« Élisabeth II », de Thomas Bernhard, Célestins, Théâtre de Lyon

Élisabeth II © Marianne Grimont

Denis Lavant, quel acteur !

Par Trina Mounier
Les Trois Coups

Voici un spectacle dont on ne sort pas indemne. « Élisabeth II », avant-dernière pièce mal connue de Thomas Bernhard vous fait entendre plus de deux heures durant le rire féroce d’un auteur à la lucidité tragique à travers l’interprétation rageuse, puissante et éblouissante de Denis Lavant.

Au début du spectacle, nous sommes assaillis par le fracas du monde, puis transportés dans les loges grâce à une caméra qui nous montre en gros plan les métamorphoses en train de s’opérer par les soins de la maquilleuse sur le visage de Denis Lavant. Il y a de quoi faire, il est vrai, malgré la trogne spectaculaire de l’acteur, pour le transformer en vieillard édenté et bigleux. Les détails sont minutieusement composés, des lèvres aspirées par une cavité buccale vide à son habillage par un dentier difficile à placer… Paradoxalement, c’est donc par la voie d’un film que nous entrons de plain-pied dans le théâtre. Mais c’est aussi en masquant / démasquant la réalité physique du grand âge qu’Aurore Fattier met ses pas dans ceux de Thomas Bernhard : pas question d’édulcorer, pas de concession au politiquement correct !

■ Tâches à réaliser
A – Recopiez à l'identique le passage de la critique qui commence par « Denis Lavant, quel acteur ! » et se poursuit jusqu'à « éblouissante de Denis Lavant. ».
B – Répondez aux questions suivantes à partir de la critique.
(i) Qui signe la critique ?
(ii) Combien de temps dure le spectacle ?
(iii) En quoi la maquilleuse transforme-t-elle Denis Lavant ?

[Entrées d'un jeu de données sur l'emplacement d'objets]
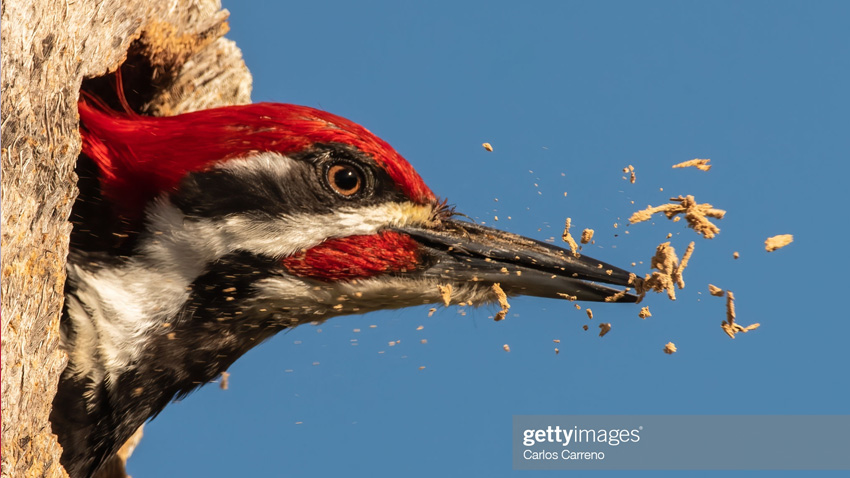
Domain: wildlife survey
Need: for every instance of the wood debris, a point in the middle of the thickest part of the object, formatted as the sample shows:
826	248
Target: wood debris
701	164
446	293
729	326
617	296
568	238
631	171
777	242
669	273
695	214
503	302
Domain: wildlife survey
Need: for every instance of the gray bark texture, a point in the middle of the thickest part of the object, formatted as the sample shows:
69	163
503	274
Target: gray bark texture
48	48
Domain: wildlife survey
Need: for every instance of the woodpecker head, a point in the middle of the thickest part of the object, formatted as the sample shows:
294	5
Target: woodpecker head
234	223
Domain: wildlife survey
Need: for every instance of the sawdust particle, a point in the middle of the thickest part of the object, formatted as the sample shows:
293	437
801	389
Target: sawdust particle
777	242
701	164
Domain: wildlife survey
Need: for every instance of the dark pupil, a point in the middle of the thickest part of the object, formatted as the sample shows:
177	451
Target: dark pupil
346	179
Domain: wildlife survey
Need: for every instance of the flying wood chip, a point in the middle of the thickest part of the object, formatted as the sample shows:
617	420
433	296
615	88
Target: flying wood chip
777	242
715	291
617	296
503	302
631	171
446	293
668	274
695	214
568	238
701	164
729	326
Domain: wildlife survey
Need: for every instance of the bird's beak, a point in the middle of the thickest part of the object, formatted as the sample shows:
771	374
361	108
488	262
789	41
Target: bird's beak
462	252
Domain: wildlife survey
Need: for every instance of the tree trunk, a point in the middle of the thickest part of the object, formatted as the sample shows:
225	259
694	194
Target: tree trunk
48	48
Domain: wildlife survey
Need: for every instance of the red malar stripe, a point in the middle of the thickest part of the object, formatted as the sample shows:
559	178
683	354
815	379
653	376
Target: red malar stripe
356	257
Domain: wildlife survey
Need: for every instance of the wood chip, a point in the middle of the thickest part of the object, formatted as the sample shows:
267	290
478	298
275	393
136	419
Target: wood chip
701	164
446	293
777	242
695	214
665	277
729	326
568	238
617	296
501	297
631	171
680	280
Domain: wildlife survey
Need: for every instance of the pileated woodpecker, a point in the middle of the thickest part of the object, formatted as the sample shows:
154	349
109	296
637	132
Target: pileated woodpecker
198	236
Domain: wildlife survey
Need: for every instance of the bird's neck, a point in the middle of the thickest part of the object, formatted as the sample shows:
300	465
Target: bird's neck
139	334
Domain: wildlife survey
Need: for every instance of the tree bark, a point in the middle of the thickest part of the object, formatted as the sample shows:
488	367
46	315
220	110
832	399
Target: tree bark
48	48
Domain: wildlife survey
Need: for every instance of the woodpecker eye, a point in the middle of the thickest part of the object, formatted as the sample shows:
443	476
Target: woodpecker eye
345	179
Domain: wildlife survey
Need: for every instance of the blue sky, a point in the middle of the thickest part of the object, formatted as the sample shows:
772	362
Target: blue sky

■ Réponses par tâche
A –
Denis Lavant, quel acteur !

Par Trina Mounier
Les Trois Coups

Voici un spectacle dont on ne sort pas indemne. « Élisabeth II », avant-dernière pièce mal connue de Thomas Bernhard vous fait entendre plus de deux heures durant le rire féroce d’un auteur à la lucidité tragique à travers l’interprétation rageuse, puissante et éblouissante de Denis Lavant.

B –
(i) Trina Mounier.
(ii) Plus de deux heures.
(iii) En vieillard édenté et bigleux.